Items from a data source
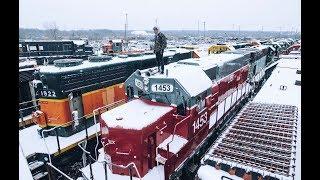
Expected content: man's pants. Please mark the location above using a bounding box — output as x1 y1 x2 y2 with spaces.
156 51 164 74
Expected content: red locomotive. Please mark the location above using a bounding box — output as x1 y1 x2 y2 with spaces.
100 46 270 179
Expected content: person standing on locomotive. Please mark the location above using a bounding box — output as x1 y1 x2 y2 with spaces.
153 27 167 74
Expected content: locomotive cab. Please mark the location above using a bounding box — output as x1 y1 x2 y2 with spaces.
100 63 212 177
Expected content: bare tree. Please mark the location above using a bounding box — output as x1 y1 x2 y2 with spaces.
43 22 59 40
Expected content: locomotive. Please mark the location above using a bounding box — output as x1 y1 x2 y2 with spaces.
19 40 93 65
100 46 273 179
33 49 191 137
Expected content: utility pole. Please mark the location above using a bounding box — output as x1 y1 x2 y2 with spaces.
198 20 200 37
203 21 206 39
124 13 128 41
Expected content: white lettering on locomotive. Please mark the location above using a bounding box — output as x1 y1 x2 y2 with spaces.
151 84 173 92
192 112 208 134
134 79 143 90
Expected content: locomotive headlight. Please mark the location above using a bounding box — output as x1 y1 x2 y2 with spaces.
101 126 109 135
143 78 149 85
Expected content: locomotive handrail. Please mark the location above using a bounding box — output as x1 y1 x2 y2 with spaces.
167 114 191 158
19 104 40 111
78 145 142 180
116 148 131 155
41 126 59 163
19 99 39 105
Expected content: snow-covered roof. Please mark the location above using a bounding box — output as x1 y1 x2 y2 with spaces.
101 99 173 130
152 63 212 97
158 134 188 154
40 51 175 73
179 51 243 70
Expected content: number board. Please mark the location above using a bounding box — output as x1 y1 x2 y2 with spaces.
151 84 173 92
38 89 57 97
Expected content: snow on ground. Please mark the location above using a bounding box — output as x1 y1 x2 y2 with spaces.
253 59 301 179
198 59 301 180
19 143 33 180
158 134 188 154
198 165 242 180
19 123 100 156
101 99 173 130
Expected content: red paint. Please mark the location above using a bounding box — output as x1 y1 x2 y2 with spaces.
100 65 249 179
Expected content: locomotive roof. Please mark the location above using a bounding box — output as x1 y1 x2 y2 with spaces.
101 99 173 130
40 51 175 73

_OBJECTIVE_: Please reproduce the lines above from the one containing "Expected content: snow-covered" through the one containing "179 51 243 70", multiplying every bounding-box coordinate by 0.25 and rounding to whole numbers with halves going up, and leaving all other text unchanged.

_EXERCISE RESPONSE_:
Expected content: snow-covered roof. Please mark the location above using a bounding box — output as x1 y1 x2 y2 with spaces.
25 25 43 33
38 16 53 24
40 34 47 39
10 13 44 18
45 13 61 18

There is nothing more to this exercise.